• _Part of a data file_
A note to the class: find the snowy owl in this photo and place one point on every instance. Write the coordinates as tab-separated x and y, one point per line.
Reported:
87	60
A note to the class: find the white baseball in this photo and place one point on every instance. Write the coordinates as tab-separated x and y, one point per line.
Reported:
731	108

* * *

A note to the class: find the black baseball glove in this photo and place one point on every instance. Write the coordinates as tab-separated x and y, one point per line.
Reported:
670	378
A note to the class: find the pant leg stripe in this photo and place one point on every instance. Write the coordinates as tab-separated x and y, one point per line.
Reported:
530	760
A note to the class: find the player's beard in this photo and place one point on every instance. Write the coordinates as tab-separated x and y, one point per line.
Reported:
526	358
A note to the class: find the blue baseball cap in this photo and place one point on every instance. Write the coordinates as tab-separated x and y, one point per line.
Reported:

• _What this task involves_
Identify each line in the items above that contains the string "baseball", with uppercase and lowercase treated as different, and copy those lines.

• _Response_
A note to the class: find the white baseball in this photo and place one point on every instance. Write the coordinates as tab-separated x and y, one point per line.
A note to the class: find the black baseball glove in this photo and place one point on every instance. Write the coordinates as tab-separated x and y, one point per line.
A note to the class: find the blue baseball cap in this photo and place one point on every instance. Write the coordinates as tab-separated x and y, one point per line.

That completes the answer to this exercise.